Page extract:
☆ ☆ ☆ ☆
As my daughter Stella gets older, I sometimes think back to my childhood. The very young years are often a blur. I do remember feeling loved and safe and being filled with wonder. My earliest memory is from about four years old, I would guess, and I am in the front room of the first house I lived in, a second floor, three bedroom apartment in Brooklyn. There were seven of us kids along with my parents who converted what would have been the living room into their bedroom. I had to learn to share space at a very young age and didn’t have a room of my own until I was seventeen.
We called the front room the porch, partly because it was where we played and partly because it had a bunch of windows that opened up to the street below. It seemed airy and light to me.
The memory is of my mother and one of my brothers, Greg I think, and myself, at night. The windows were open so it must have been summer. Sometimes we kids would lay blankets down on the parquet floors and sleep out there because the cool night air seemed to circulate better than in the small windowed bedrooms. My mom was sitting in a chair and my brother and I were looking out a window at the few stars that could be seen in the nighttime sky of the city. He was pointing out the big dipper. The memory fills me with a feeling of contentment and a sense of wonder.
☆ ☆ ☆ ☆
Work to do: Reproduce verbatim the portion of the Brooklyn childhood recollection above that begins at the words "As my daughter" and stops after "I was seventeen.".

Dataset excerpt:
☆ ☆ ☆ ☆
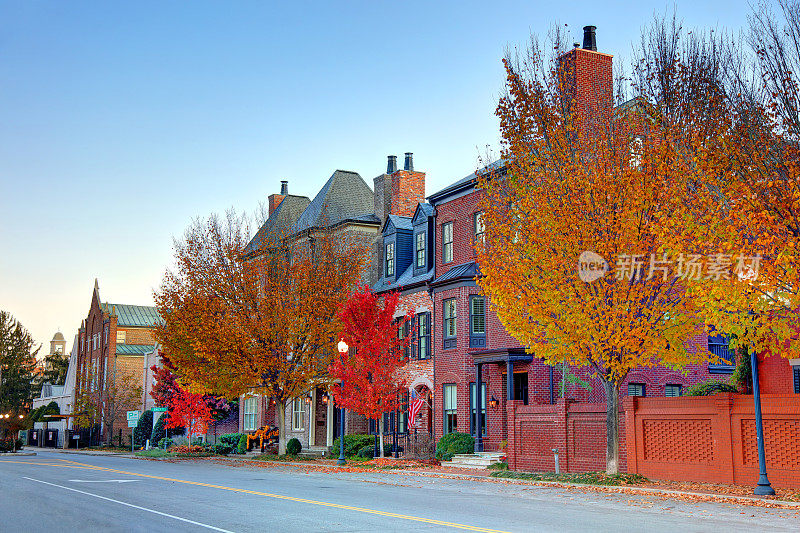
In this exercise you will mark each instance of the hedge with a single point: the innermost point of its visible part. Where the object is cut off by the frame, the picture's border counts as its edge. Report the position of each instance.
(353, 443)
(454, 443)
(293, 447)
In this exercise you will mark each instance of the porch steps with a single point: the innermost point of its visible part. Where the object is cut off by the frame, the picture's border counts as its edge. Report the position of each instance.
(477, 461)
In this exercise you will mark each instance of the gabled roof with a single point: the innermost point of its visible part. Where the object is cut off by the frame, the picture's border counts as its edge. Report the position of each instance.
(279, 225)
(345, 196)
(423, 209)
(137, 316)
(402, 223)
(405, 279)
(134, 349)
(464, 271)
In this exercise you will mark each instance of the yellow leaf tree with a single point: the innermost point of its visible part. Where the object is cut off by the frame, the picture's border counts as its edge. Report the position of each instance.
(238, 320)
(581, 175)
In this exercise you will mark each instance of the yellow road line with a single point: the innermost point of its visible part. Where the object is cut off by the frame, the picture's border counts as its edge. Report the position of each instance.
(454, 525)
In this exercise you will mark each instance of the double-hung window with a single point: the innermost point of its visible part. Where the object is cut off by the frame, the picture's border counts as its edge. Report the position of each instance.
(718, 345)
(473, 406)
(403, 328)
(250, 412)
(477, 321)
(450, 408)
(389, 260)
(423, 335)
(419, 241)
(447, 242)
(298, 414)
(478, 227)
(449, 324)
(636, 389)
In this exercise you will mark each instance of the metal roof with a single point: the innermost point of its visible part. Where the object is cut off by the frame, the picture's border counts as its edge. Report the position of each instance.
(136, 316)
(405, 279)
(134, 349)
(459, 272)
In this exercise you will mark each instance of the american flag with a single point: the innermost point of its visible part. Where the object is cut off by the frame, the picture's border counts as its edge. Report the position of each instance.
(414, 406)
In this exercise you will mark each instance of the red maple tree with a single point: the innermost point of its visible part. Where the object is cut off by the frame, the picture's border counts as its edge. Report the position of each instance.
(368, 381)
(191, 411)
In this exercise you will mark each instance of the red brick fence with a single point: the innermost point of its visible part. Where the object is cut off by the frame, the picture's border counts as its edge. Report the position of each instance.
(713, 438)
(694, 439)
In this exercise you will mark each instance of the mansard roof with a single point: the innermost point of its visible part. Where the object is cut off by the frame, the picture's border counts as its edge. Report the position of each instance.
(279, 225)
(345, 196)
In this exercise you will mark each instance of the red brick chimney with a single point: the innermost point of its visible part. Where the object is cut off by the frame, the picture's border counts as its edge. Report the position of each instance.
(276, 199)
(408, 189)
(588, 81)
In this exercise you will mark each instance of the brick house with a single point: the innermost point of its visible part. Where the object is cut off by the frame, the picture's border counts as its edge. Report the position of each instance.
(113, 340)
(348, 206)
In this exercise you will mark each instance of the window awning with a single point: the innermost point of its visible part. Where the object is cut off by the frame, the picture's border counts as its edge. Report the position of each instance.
☆ ☆ ☆ ☆
Expected answer:
As my daughter Stella gets older, I sometimes think back to my childhood. The very young years are often a blur. I do remember feeling loved and safe and being filled with wonder. My earliest memory is from about four years old, I would guess, and I am in the front room of the first house I lived in, a second floor, three bedroom apartment in Brooklyn. There were seven of us kids along with my parents who converted what would have been the living room into their bedroom. I had to learn to share space at a very young age and didn’t have a room of my own until I was seventeen.